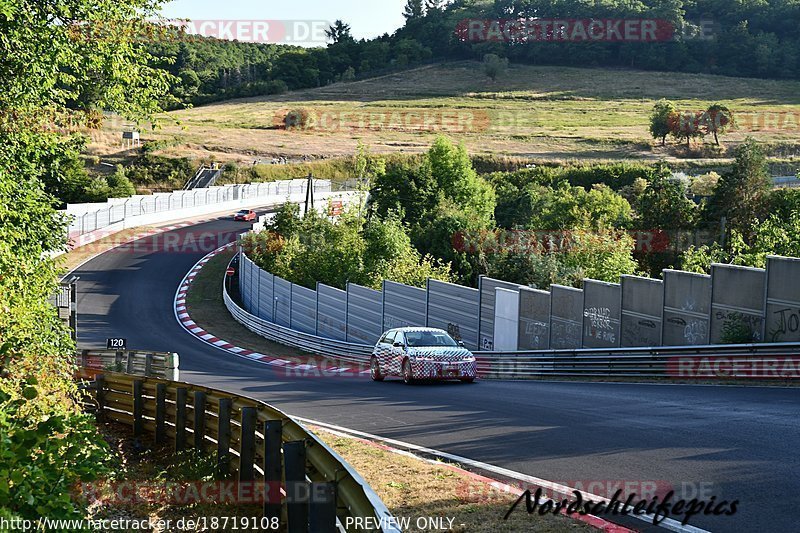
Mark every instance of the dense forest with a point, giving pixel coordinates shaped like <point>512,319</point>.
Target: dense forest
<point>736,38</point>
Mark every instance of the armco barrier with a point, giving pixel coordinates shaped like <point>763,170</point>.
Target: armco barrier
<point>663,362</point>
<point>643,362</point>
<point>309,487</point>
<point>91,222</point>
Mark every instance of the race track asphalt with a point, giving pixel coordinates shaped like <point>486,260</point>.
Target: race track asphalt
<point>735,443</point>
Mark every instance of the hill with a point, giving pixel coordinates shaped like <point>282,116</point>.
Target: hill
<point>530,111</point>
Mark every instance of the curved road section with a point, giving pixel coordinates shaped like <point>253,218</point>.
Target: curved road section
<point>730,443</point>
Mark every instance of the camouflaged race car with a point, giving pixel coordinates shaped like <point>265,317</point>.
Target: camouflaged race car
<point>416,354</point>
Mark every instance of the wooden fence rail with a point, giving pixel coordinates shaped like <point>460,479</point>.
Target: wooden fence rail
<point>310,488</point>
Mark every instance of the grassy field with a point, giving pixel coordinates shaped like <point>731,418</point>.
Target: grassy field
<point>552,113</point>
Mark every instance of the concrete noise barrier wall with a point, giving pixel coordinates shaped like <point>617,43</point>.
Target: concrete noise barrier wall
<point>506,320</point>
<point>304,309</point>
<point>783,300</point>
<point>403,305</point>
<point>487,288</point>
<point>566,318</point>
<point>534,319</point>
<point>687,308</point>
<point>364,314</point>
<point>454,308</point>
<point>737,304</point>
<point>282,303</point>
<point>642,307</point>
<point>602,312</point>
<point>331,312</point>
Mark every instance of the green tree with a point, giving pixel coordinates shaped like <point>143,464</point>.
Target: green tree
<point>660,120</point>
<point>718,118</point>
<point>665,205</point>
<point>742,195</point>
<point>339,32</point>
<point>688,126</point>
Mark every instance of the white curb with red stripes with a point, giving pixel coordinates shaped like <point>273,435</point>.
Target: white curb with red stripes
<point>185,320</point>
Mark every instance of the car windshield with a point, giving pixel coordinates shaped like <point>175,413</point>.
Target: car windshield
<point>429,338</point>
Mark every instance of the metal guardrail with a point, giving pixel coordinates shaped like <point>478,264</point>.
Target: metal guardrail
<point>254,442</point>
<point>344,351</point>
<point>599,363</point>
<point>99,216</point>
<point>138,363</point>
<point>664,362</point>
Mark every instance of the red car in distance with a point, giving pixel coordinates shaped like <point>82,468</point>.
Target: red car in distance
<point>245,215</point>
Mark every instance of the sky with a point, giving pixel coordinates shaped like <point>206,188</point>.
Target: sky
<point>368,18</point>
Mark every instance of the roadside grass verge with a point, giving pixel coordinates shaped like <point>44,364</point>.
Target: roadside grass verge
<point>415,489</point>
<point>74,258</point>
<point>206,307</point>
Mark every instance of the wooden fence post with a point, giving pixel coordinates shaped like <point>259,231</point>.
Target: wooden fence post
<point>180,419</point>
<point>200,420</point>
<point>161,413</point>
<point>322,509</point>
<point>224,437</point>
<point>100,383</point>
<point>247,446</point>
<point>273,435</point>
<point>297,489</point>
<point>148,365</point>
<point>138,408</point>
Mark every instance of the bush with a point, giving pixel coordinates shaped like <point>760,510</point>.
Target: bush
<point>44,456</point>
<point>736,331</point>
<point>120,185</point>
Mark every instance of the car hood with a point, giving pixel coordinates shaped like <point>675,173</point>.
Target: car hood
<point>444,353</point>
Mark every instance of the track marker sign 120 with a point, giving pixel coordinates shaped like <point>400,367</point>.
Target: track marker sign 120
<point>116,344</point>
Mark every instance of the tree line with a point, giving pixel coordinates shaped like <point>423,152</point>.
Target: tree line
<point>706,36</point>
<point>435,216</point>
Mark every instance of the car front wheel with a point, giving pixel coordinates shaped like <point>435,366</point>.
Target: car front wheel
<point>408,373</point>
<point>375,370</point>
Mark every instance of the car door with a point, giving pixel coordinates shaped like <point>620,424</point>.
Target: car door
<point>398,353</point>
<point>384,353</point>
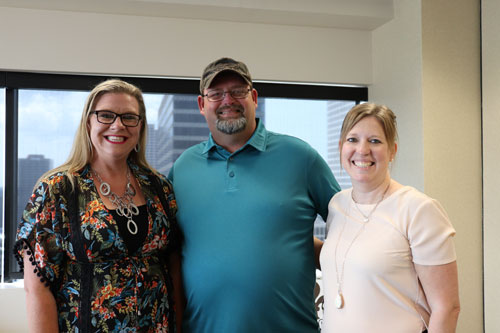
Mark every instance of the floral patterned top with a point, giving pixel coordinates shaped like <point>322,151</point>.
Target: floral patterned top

===

### PROBLEM STATEMENT:
Retype the records in full, exactly as given, and omit the pictures.

### SOLVED PROBLEM:
Mark every instance of the dense forest with a point, giving pixel coordinates shaped like <point>512,319</point>.
Target: dense forest
<point>736,38</point>
Mark every instance of the armco barrier with a point, giving pixel coordinates shaped like <point>763,170</point>.
Target: armco barrier
<point>663,362</point>
<point>643,362</point>
<point>309,487</point>
<point>91,222</point>
Mark every instance of the race track asphalt with a point, giving pixel coordinates shaped like <point>486,260</point>.
Target: race track asphalt
<point>735,443</point>
Mark every instance of the hill with a point, giving pixel coordinates shaped like <point>282,116</point>.
Target: hill
<point>530,111</point>
Mark every instance of the curved road section with a point, giving pixel coordinates shaped like <point>253,218</point>.
Target: curved road section
<point>730,443</point>
Mark every instance of the camouflaged race car with a point, giving pixel coordinates shaped like <point>265,317</point>.
Target: camouflaged race car
<point>416,354</point>
Mark every instance of the wooden fence rail with a point, giving pixel coordinates shaped like <point>460,479</point>.
Target: wooden fence rail
<point>310,488</point>
Mark every instance of the grassy field with a point, giving pixel coordinates shaped like <point>731,418</point>.
Target: grassy field
<point>552,113</point>
Mark every instance of the concrete noise barrier wall with a point, giving pixel coordinates shaped like <point>617,43</point>.
Target: concrete noise barrier wall
<point>506,320</point>
<point>304,309</point>
<point>783,300</point>
<point>403,305</point>
<point>487,288</point>
<point>566,318</point>
<point>534,319</point>
<point>687,308</point>
<point>364,314</point>
<point>454,308</point>
<point>737,304</point>
<point>282,303</point>
<point>642,307</point>
<point>602,312</point>
<point>331,312</point>
Mark every instance of the green tree with a point, giving pixel coordinates shaped like <point>143,464</point>.
Target: green tree
<point>660,120</point>
<point>718,118</point>
<point>665,205</point>
<point>742,195</point>
<point>339,32</point>
<point>688,126</point>
Mark every instance of the white curb with red stripes with a point, giving pixel coordinates shaped like <point>273,435</point>.
Target: white curb with red stripes
<point>185,320</point>
Mark every instance of the car windshield with a point, giving pixel coordinates shaped like <point>175,413</point>.
Target: car windshield
<point>429,338</point>
Mark every instance of the metal guardrail with a point, giving pixel coordinates shaped like <point>478,264</point>.
Target: metal guardrail
<point>254,442</point>
<point>344,351</point>
<point>599,363</point>
<point>99,216</point>
<point>138,363</point>
<point>664,362</point>
Mark every instance of the red car in distance with a point, giving pixel coordinates shaped like <point>82,468</point>.
Target: red car in distance
<point>245,215</point>
Mark every instance of the sky with a point, giving pixel coordinates shaped like <point>206,188</point>.
Target: sky
<point>368,18</point>
Mark every instance of the roadside grass verge with a point, giving pixel coordinates shaped like <point>44,364</point>.
Target: roadside grass verge
<point>415,489</point>
<point>74,258</point>
<point>206,307</point>
Mark every instance of the wooden fence post with a point, giving pixel coordinates shaped like <point>259,231</point>.
Target: wooden fence post
<point>180,419</point>
<point>200,420</point>
<point>161,413</point>
<point>322,509</point>
<point>224,437</point>
<point>100,383</point>
<point>247,446</point>
<point>273,435</point>
<point>297,489</point>
<point>148,365</point>
<point>138,408</point>
Mark every instance of the bush with a point, giving pixel coordinates shaped like <point>760,510</point>.
Target: bush
<point>44,456</point>
<point>736,331</point>
<point>120,185</point>
Mark every instance of the car hood with a point, giving pixel coordinates shaped like <point>675,173</point>.
Target: car hood
<point>444,353</point>
Mark every instance of the track marker sign 120 with a point, giving pixel coordinates shaped like <point>400,367</point>.
Target: track marker sign 120
<point>116,344</point>
Mark every instance of the tree line with a point, giving pixel coordinates shaped like <point>423,152</point>.
Target: tree line
<point>706,36</point>
<point>435,216</point>
Mark every instance of the car front wheel with a point, giving pixel coordinates shaped like <point>435,366</point>.
Target: car front wheel
<point>408,373</point>
<point>375,370</point>
Mark every instance of the car door with a point, giving pixel coordinates shaped like <point>620,424</point>.
Target: car door
<point>398,353</point>
<point>384,353</point>
Mark every instance of the floral patterned top with a point, giving pixel coordinates shaped like <point>322,151</point>.
Target: floral patterned top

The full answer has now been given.